━━ SUPPLIED PASSAGE

Federal government funding to help Albertans experiencing gender-based violence
$3M will help special moving company come to Alberta, another $3M for 211 helpline
Albertans looking to flee violent homes will soon be able to seek help from specially trained moving staff to safely transport them, their children, pets and belongings to a new place, thanks to a new grant from the federal government.
Shelter Movers, a national charitable organization that offers moving and storage services free of charge to those escaping abuse, received $3 million to expand its operations on the Prairies, starting with a chapter in Alberta. The organization has chapters in six eastern Canadian cities as well as Vancouver.
"We work closely with local agencies and local businesses to help survivors on their journey to a life free of violence," founder and executive director Marc Hull-Jacquin told CBC Edmonton's Radio Active.
"The rise in gender-based violence resulting from the pandemic really has not slowed down," he added.
He said the organization was moving about 130 families across the country.
The money, announced on Dec. 9, is part of the government's national plan to end gender-based violence.
"Space is something our government has been working on," said Marci Ien, federal minister of women, gender equality and youth.
She said the government has included shelter spaces and transitional spaces as part of its rapid housing initiative.
According to a news release, Alberta's gender-based violence crisis hotlines saw the number of calls over the past year increase by upwards of 50 per cent.
The federal government has also given $3 million to 211 — a round-the-clock helpline — for counselling and crisis support.
Need funding now
Since April 1, 2021, Alberta's women's shelters saw an increase of 25 per cent from the year before, according to the Alberta Council of Women's Shelters (ACWS).
Jan Reimer, executive director for ACWS, said that while having the additional support from Shelter Movers is a help, it doesn't touch the current needs of shelters in the province.

━━━━

## TASK 1
In the funding article, how much money did the federal government give to the 211 helpline?
## TASK 2
List every person named in the funding article.
## TASK 3
Write a few more sentences of the funding article, picking up right after its last sentence.
The rows that come after this article are unrelated material.

━━ SUPPLIED DATA

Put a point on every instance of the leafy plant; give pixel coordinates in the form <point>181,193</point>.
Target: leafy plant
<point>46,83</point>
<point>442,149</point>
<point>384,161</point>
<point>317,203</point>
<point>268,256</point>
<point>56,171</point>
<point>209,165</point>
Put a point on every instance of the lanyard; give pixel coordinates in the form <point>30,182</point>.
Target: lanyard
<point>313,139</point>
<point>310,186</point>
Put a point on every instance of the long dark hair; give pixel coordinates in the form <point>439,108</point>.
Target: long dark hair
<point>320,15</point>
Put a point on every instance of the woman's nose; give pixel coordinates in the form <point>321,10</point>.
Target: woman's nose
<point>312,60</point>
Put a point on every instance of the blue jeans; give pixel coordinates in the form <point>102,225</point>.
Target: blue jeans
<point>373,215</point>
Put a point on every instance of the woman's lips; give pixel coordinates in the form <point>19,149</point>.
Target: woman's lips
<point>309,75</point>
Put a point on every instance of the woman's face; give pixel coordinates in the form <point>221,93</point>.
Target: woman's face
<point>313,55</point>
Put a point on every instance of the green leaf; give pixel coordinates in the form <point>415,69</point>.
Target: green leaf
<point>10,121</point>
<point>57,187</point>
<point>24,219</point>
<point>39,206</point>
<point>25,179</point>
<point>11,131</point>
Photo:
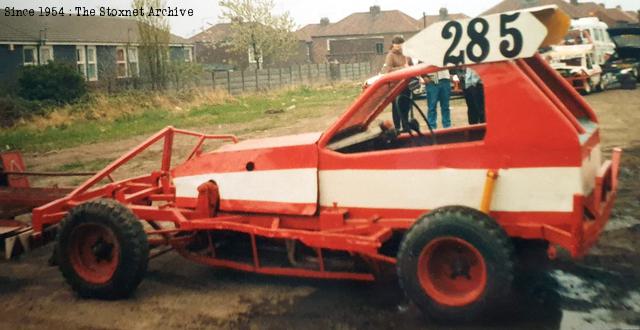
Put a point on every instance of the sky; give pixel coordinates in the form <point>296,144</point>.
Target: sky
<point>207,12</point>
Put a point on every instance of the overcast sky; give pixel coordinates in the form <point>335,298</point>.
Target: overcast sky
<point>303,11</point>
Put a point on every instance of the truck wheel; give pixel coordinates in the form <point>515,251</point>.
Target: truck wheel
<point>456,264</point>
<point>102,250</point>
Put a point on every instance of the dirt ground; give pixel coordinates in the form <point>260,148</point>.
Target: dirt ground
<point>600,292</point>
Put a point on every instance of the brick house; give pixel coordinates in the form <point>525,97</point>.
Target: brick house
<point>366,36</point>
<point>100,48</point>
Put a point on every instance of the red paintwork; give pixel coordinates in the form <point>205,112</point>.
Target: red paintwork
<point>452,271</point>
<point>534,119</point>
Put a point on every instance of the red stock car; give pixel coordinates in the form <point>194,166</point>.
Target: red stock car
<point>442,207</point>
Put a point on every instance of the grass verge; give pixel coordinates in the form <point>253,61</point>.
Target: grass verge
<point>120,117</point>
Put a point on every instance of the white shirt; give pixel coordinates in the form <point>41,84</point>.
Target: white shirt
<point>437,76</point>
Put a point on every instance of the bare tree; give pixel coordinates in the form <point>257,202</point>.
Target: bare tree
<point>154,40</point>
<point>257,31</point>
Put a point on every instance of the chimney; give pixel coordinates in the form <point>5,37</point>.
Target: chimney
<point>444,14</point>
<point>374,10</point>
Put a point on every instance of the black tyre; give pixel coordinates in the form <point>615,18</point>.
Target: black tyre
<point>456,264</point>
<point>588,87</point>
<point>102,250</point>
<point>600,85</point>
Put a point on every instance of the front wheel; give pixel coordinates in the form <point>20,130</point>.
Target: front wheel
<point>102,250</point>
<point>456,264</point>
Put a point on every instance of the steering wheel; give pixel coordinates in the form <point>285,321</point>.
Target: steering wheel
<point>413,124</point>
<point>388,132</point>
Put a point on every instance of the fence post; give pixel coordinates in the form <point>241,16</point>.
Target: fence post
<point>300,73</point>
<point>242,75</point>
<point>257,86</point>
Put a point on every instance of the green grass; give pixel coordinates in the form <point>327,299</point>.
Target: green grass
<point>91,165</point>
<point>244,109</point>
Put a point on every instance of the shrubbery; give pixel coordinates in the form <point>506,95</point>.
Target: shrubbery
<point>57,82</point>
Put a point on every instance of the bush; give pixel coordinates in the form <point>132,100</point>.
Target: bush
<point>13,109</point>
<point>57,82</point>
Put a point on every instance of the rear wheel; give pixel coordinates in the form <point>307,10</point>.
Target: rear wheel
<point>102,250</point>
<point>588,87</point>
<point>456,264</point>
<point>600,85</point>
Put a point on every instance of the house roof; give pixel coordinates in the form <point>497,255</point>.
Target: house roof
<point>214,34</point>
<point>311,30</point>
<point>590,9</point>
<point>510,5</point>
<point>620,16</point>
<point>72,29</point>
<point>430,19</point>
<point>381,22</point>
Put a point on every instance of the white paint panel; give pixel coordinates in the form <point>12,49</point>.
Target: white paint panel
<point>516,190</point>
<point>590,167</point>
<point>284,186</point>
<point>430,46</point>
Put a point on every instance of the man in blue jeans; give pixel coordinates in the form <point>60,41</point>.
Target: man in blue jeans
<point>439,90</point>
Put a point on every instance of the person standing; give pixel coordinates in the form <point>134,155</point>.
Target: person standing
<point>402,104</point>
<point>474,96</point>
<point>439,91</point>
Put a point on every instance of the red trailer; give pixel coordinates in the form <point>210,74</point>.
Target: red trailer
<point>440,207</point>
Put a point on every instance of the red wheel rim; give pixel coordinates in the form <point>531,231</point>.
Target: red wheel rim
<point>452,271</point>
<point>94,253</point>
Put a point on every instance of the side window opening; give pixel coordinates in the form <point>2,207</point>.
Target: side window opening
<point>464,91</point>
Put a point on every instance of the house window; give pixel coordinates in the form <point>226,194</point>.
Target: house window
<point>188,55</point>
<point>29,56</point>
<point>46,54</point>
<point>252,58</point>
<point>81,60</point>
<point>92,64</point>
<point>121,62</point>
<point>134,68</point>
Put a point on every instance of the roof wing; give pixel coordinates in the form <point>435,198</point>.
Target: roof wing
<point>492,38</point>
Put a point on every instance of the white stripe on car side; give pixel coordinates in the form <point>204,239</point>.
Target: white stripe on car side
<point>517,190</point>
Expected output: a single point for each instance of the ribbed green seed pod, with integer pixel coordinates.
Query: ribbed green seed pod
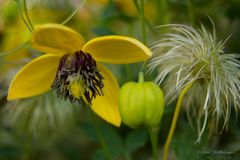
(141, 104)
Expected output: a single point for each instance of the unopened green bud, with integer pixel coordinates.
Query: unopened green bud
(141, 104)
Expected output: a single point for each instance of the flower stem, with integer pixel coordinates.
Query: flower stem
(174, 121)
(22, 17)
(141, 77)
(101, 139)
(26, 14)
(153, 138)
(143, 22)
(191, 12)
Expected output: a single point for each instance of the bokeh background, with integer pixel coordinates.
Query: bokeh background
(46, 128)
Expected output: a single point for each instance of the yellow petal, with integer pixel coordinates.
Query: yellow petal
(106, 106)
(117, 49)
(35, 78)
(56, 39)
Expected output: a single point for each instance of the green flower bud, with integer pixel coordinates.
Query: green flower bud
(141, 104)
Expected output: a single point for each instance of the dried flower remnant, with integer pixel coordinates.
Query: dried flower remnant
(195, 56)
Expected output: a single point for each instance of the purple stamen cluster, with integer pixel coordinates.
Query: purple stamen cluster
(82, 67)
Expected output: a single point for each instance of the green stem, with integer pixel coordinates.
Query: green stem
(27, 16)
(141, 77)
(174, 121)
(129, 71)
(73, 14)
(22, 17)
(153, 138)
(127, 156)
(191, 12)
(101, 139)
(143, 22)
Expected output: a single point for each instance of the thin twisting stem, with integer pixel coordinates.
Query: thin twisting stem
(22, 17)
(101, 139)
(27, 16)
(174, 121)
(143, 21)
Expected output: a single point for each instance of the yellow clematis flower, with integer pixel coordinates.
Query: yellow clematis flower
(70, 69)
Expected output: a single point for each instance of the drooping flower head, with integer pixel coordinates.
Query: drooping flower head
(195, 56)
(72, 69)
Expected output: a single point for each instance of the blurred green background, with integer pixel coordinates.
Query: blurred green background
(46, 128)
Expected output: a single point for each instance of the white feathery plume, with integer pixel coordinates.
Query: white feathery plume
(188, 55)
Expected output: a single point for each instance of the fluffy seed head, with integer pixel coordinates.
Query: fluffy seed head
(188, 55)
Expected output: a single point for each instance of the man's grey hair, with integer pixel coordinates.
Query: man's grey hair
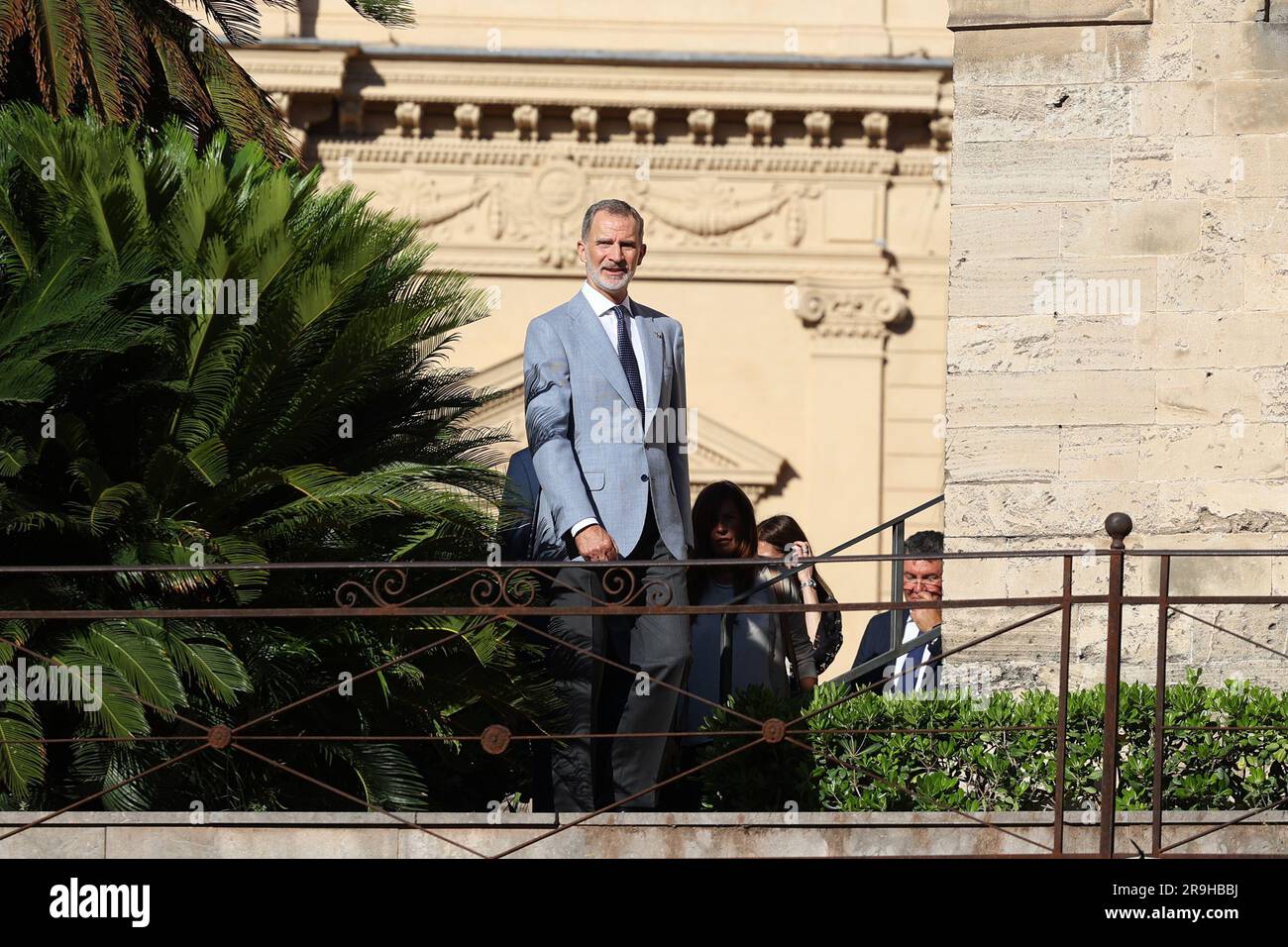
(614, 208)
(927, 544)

━━━━
━━ SUPPLIED DATA

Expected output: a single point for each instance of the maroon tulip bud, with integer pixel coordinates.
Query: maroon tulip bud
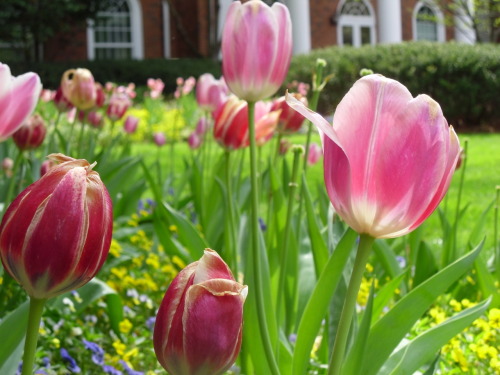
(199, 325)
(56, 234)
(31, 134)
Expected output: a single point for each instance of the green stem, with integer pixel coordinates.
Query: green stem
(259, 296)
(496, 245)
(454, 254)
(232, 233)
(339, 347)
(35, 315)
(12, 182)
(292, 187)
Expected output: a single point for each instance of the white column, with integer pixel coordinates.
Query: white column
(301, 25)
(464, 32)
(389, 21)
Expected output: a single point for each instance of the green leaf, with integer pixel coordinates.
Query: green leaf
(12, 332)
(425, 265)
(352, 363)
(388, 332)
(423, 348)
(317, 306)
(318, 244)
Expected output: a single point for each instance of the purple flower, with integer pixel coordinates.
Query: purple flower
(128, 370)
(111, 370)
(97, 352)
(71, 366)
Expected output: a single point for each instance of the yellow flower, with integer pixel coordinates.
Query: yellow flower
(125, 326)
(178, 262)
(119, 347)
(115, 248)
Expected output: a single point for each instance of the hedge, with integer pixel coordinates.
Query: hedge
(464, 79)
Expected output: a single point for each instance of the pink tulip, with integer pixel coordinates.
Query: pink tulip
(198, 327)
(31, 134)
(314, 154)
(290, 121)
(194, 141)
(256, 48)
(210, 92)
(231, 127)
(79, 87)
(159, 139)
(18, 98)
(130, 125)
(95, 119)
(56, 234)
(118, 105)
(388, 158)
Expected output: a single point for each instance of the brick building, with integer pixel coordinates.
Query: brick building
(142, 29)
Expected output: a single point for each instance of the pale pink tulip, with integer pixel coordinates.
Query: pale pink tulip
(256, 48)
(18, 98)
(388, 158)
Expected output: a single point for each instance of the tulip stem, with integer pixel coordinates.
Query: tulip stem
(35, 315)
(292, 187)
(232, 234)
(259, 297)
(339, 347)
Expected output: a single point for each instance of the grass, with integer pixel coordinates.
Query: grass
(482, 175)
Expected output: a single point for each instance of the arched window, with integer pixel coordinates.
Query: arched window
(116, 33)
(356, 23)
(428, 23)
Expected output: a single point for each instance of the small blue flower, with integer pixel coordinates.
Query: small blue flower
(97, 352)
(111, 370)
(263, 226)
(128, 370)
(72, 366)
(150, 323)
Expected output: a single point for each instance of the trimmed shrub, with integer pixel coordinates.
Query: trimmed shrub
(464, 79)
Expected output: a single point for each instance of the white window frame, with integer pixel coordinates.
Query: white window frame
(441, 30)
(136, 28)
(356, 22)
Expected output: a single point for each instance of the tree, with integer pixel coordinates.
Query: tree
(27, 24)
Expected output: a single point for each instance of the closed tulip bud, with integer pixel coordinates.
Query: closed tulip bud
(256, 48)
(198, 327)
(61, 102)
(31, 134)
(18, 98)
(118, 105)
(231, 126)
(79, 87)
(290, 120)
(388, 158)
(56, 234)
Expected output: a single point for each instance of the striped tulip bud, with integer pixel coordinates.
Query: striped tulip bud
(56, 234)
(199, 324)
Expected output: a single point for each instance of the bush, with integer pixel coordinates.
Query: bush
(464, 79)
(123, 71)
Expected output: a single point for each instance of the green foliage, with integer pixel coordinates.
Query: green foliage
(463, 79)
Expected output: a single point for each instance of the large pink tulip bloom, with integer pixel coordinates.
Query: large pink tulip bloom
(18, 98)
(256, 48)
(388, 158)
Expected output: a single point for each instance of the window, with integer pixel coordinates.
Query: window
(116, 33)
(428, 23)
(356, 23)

━━━━

## TASK OUTPUT 1
$3 million.

## TASK OUTPUT 2
Marc Hull-Jacquin, Marci Ien, Jan Reimer

## TASK OUTPUT 3
"Lack of housing, food, insecurity, lack of income are certainly top of mind," she said. "And many of our women that are coming to the shelter have very, very little."
Alberta's gender-based violence service providers need funding now, before more individuals are referred to them for placements in shelters where there is no space. The situation is complicated by a lack of affordable housing that shelter residents can access, says a statement on the ACWS website.
In the year ending March 31, 2022, more than 65,000 people reached out to shelter support lines, according to a report released by ACWS earlier this month. Of those, 25,530 calls were requests for help.
Only 16.6 per cent could be assisted, the report said.
As well, there were over 11,000 requests for admission that were refused because shelters had no room, the report said.
"We have the lack of capacity within shelters themselves because they're not able to accommodate all the requests for the admissions that they currently receive," Reimer said. "And then women are having to stay longer in many cases because they can't find housing they can afford to move into."
Reimer said shelters do more than just offer accommodations, such as providing multiple support and programming services for women and children.
The report said staffing shortages, stagnant wages and lack of sufficient funding have made it difficult for shelters to continue to provide some much-needed services.